Stored data:
◆ ◆ ◆
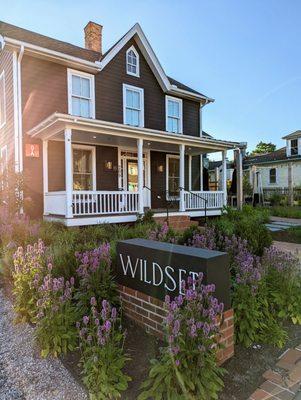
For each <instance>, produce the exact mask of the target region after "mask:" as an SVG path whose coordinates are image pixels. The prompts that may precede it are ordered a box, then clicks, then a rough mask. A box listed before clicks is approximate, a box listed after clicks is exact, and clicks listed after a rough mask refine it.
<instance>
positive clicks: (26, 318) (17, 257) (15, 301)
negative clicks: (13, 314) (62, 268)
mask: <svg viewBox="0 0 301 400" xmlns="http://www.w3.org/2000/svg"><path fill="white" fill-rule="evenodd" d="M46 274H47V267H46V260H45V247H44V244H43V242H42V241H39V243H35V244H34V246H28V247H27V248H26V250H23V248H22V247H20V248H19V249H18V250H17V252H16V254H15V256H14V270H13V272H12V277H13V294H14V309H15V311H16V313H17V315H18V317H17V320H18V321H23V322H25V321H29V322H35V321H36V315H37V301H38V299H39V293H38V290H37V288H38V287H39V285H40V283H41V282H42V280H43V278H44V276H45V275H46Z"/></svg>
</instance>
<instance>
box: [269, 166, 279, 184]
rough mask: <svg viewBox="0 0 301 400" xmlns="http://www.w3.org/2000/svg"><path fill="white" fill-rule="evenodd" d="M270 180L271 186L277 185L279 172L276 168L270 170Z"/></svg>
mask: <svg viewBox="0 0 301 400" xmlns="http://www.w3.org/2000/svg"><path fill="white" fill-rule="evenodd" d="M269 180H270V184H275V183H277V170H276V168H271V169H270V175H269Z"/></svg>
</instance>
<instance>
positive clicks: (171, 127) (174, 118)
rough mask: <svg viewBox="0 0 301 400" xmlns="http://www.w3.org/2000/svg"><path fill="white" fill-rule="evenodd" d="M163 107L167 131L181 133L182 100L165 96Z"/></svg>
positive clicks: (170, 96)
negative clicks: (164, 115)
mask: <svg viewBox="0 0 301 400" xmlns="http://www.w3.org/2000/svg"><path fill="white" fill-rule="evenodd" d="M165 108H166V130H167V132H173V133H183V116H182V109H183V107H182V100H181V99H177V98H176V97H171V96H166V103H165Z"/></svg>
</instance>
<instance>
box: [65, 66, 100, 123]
◆ ◆ ◆
With the pictures removed, return all the entries exactly.

### EXERCISE SOLUTION
For each <instance>, produce the exact mask of the target region after "mask:" as an SVG path whose coordinates are image pixels. The prompts that may precede it are ordered a box, then clicks, then a rough mask. A box listed before clicks is approximate, a box listed after clicks is exact, and clicks listed after a rough mask refine it.
<instance>
positive clicks: (26, 318) (17, 257) (15, 301)
negative clicks: (13, 314) (62, 268)
mask: <svg viewBox="0 0 301 400" xmlns="http://www.w3.org/2000/svg"><path fill="white" fill-rule="evenodd" d="M46 274H47V267H46V260H45V247H44V244H43V242H42V241H39V243H35V244H34V246H28V247H27V248H26V250H23V248H22V247H20V248H19V249H18V250H17V252H16V254H15V256H14V270H13V272H12V277H13V294H14V309H15V311H16V313H17V315H18V317H17V320H18V321H23V322H25V321H29V322H35V321H36V315H37V301H38V299H39V293H38V290H37V288H38V287H39V285H40V283H41V282H42V280H43V278H44V276H45V275H46Z"/></svg>
</instance>
<instance>
box: [269, 166, 279, 184]
rough mask: <svg viewBox="0 0 301 400" xmlns="http://www.w3.org/2000/svg"><path fill="white" fill-rule="evenodd" d="M270 180L271 186L277 185L279 172L276 168L270 170Z"/></svg>
mask: <svg viewBox="0 0 301 400" xmlns="http://www.w3.org/2000/svg"><path fill="white" fill-rule="evenodd" d="M269 180H270V184H275V183H277V170H276V168H271V169H270V175H269Z"/></svg>
</instance>
<instance>
positive clicks: (171, 127) (174, 118)
rough mask: <svg viewBox="0 0 301 400" xmlns="http://www.w3.org/2000/svg"><path fill="white" fill-rule="evenodd" d="M163 107L167 131L181 133L182 100L165 96Z"/></svg>
positive clicks: (170, 96)
negative clicks: (164, 115)
mask: <svg viewBox="0 0 301 400" xmlns="http://www.w3.org/2000/svg"><path fill="white" fill-rule="evenodd" d="M165 108H166V130H167V132H173V133H183V116H182V109H183V107H182V100H181V99H177V98H176V97H171V96H166V103H165Z"/></svg>
</instance>
<instance>
box: [65, 66, 100, 123]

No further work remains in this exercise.